■ Task directions
In the entries below, substitute "red hair" for every occurrence of "blond hair". Reproduce all other text unchanged.

[Data records]

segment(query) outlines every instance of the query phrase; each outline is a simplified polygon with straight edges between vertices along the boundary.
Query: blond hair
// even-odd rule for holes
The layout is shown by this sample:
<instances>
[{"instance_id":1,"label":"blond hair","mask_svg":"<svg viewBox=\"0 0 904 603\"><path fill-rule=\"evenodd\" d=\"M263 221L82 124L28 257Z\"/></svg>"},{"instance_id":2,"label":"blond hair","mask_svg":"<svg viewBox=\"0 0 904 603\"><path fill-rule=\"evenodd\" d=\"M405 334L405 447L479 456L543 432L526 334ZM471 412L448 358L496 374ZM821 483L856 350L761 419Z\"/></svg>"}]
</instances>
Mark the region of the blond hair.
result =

■ Exercise answer
segment(query) outlines every instance of the query phrase; each outline is a simplified polygon with straight edges between vertices along the boundary.
Query: red hair
// even-odd rule for holes
The layout is shown by this sample:
<instances>
[{"instance_id":1,"label":"red hair","mask_svg":"<svg viewBox=\"0 0 904 603\"><path fill-rule=\"evenodd\" d=\"M263 221L82 124L28 257Z\"/></svg>"},{"instance_id":2,"label":"red hair","mask_svg":"<svg viewBox=\"0 0 904 603\"><path fill-rule=\"evenodd\" d=\"M405 334L405 447L479 456L543 432L526 334ZM471 412L448 358L496 374ZM821 483L856 350L761 419Z\"/></svg>"}]
</instances>
Mark the region of the red hair.
result =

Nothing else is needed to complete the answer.